SHORT TASK: Extract every line in the items below that contains the word "brass".

** start of RECORDS TO PROCESS **

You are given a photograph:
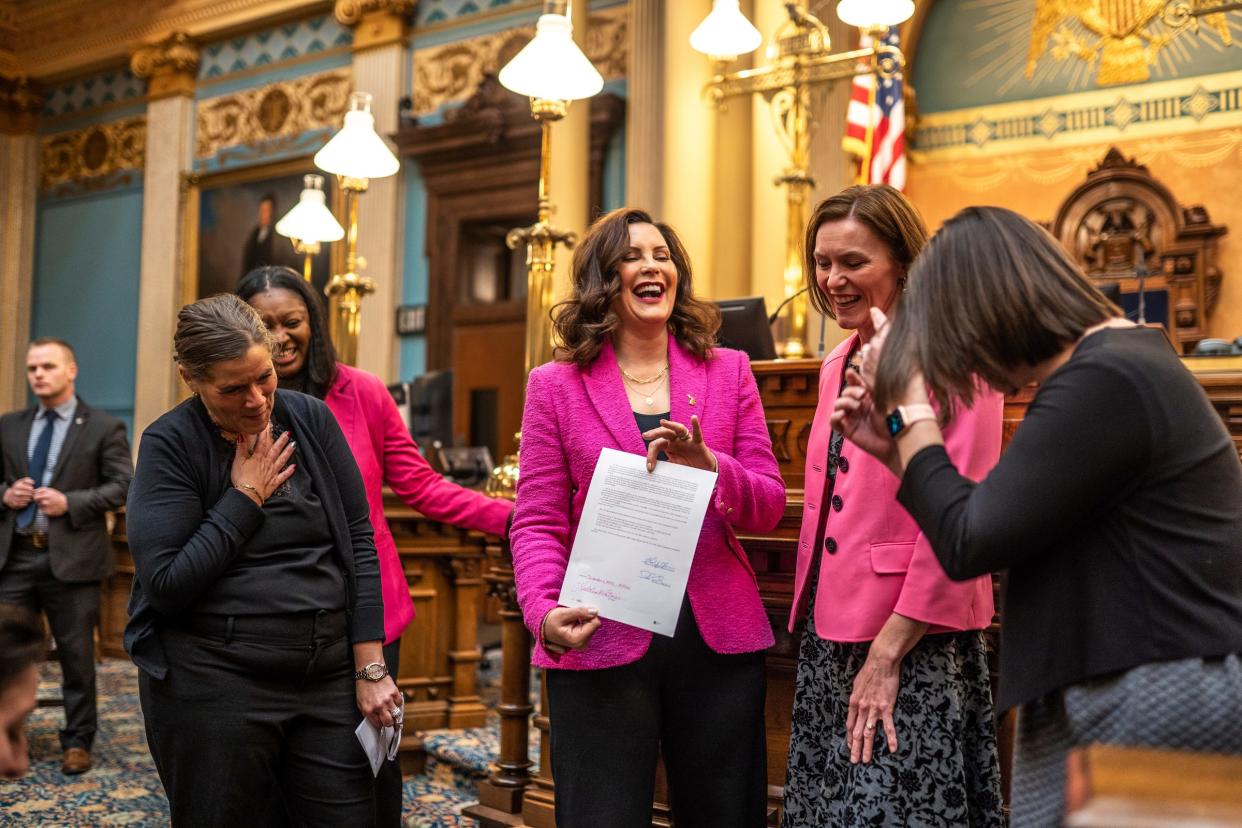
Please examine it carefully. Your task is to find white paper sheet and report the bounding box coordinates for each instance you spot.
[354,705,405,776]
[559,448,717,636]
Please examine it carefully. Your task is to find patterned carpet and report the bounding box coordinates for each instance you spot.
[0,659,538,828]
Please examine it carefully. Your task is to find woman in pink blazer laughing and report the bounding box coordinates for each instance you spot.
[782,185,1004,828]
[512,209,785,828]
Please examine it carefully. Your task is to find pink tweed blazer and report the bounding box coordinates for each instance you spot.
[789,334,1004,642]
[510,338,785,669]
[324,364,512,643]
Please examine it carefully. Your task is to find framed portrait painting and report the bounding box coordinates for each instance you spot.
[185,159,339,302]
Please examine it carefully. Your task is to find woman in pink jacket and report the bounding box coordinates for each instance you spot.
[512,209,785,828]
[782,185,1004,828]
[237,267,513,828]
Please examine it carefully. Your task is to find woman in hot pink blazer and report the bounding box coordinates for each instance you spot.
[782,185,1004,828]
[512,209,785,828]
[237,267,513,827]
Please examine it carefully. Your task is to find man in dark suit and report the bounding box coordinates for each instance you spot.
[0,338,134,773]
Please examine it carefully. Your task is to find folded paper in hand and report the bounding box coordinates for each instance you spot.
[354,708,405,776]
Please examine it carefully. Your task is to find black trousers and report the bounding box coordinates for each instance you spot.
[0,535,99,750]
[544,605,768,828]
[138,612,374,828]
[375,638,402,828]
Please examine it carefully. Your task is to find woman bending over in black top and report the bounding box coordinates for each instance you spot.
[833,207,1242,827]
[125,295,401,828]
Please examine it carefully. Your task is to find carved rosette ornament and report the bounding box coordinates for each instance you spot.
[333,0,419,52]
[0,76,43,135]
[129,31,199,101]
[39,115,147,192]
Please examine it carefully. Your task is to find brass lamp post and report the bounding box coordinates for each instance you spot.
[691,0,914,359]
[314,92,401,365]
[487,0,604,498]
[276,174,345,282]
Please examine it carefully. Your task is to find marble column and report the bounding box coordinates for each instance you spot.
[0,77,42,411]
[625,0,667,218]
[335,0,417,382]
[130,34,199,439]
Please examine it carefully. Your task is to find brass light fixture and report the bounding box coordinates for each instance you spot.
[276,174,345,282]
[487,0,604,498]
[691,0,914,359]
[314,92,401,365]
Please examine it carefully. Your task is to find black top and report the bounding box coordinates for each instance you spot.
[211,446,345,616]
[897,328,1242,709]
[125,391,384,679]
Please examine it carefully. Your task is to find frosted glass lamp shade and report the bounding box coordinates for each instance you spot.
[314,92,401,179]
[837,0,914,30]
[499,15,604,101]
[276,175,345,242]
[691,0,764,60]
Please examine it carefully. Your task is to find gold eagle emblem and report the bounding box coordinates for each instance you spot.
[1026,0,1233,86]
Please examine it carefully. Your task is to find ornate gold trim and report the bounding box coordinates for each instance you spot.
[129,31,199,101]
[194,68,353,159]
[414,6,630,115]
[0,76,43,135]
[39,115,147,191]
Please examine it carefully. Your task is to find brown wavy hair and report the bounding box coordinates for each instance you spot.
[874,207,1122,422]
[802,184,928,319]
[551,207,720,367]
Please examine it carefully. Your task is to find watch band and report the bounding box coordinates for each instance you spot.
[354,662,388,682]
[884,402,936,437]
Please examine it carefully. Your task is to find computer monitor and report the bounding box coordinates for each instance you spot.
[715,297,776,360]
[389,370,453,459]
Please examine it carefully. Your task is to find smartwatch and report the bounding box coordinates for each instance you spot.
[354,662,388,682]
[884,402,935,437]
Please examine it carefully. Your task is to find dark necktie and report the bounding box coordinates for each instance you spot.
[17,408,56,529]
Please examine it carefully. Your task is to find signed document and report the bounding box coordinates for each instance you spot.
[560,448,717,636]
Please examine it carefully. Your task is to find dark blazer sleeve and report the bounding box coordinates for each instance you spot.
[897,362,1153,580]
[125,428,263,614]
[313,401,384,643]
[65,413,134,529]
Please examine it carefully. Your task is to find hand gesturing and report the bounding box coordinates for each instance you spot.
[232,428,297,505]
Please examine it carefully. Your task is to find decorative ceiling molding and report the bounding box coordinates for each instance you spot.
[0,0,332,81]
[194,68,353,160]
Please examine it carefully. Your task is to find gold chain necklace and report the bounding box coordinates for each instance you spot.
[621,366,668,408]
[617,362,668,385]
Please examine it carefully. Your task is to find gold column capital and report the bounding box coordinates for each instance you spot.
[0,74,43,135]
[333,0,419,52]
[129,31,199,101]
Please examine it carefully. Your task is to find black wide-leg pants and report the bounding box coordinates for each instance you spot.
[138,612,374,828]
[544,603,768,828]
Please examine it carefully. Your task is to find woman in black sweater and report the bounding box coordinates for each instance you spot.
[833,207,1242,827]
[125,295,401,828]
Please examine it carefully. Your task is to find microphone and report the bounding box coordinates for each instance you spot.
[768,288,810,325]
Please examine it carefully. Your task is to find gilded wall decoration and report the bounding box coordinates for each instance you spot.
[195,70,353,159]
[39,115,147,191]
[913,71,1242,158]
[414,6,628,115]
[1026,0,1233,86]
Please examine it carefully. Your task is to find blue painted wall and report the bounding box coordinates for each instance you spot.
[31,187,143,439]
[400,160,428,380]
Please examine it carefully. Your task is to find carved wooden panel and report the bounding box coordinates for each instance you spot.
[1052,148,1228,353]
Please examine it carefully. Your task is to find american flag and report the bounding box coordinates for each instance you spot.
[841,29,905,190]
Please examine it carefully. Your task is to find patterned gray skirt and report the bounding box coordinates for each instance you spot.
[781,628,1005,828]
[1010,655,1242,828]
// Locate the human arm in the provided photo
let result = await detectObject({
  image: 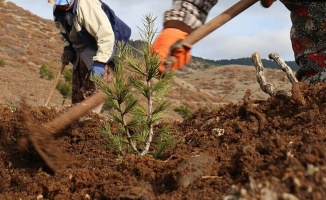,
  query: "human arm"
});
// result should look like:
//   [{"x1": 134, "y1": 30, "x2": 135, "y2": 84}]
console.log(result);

** end of RECORDS TO PROCESS **

COMPLETE ANSWER:
Please examine it carefully. Your task is to find brass lamp post and report the bounding box coordinates for each instance you spot.
Please examine it carefully. Your task is to find brass light fixture and report the bounding box coordinates for each instance you spot.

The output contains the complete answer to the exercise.